_QUOTED PASSAGE_
=== Section Start ===

Some people with autism are fully capable of making their own decisions as active adults in the community. Others will require others to help with basic decisions for the rest of their lives. Then there many people with autism who fall somewhere in the middle.

Guardianship is about decision-making. Can this person make his or her own decisions about where to live? Where to work? Can this person responsibly make medical decisions? Can he or she understand the obligations of a contract, such as a loan or an apartment lease? Can the person handle a bank account?

People with autism can demonstrate a wide range of abilities – sometimes even within the same person. One person with autism may ace mathematics quizzes but be unable to master a routine such as paying the electric bill every month. Another person may have extremely limited verbal skills but be able to reliably research symptoms on the Internet to type for the doctor, “I have a kidney problem”.

A special challenge for many people with autism is vulnerability to those who would take advantage of them. Difficulties in reading social expressions – both verbal and nonverbal – can make it hard to recognize a con artist, a person who is intentionally acting friendly to take advantage of a vulnerable person.

=== Section End ===

_LISTED RECORDS_
=== Section Start ===

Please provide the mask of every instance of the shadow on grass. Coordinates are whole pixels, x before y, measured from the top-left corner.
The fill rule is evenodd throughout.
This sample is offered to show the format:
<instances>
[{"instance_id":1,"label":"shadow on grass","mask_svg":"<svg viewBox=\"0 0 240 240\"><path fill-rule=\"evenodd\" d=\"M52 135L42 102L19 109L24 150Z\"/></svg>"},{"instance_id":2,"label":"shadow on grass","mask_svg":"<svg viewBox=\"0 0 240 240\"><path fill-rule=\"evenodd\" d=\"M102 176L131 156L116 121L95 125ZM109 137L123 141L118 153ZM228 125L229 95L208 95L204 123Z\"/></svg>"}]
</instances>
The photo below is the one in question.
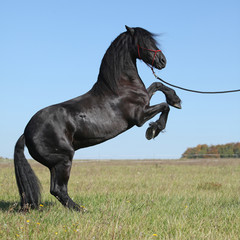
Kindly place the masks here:
<instances>
[{"instance_id":1,"label":"shadow on grass","mask_svg":"<svg viewBox=\"0 0 240 240\"><path fill-rule=\"evenodd\" d=\"M43 209L48 209L48 207L54 206L55 202L43 202L40 204L38 209L31 210L31 211L43 211ZM42 208L41 206L44 206ZM0 211L1 212L21 212L20 203L18 202L7 202L7 201L0 201Z\"/></svg>"}]
</instances>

=== Section End ===

_WHAT THE TASK ASKS_
Continue the text on autism and guardianship from its last sentence. The records that come after have nothing to do with the text on autism and guardianship.

_EXERCISE RESPONSE_
So how do you decide if a person with autism is going to need help with decision-making in adulthood? Best place to start is to ask the person! Be clear in discussing what “decision-making” really means. Give concrete examples. Invent some scenarios: “What would you do in this situation?”

Not every 18-year-old will automatically be able to handle every situation. Even neurotypical college students often call on Mom or Dad for advice from time to time. Key is whether the person learns from the experience. Will he or she be able to handle that sort of situation the next time, or will outside help always be needed?

Guardianship is a legal process. Through an attorney and the courts, specific decision-making rights of adulthood are removed from the person subject to guardianship and given, instead, to the guardian. The particular rights removed vary from state to state. In some states every person under guardianship gives up the same decision-making rights. In other states, the guardian and the court choose which rights are given up, and that list of rights may change from time to time depending on the ability of the person with a disability to make his or her own decisions.

An alternative to guardianship which is becoming more popular in the U.S. is called “supported-decision-making” (SDM). With SDM, the person with a disability retains his legal right to make decisions; however, he has one or more designated people to call upon when making decisions. The right to seek support on decisions is backed up by a form or legal document, but this is not generally filed or handled through the court system. An attorney may or may not be used, depending on the state.

There is no one right answer for everyone.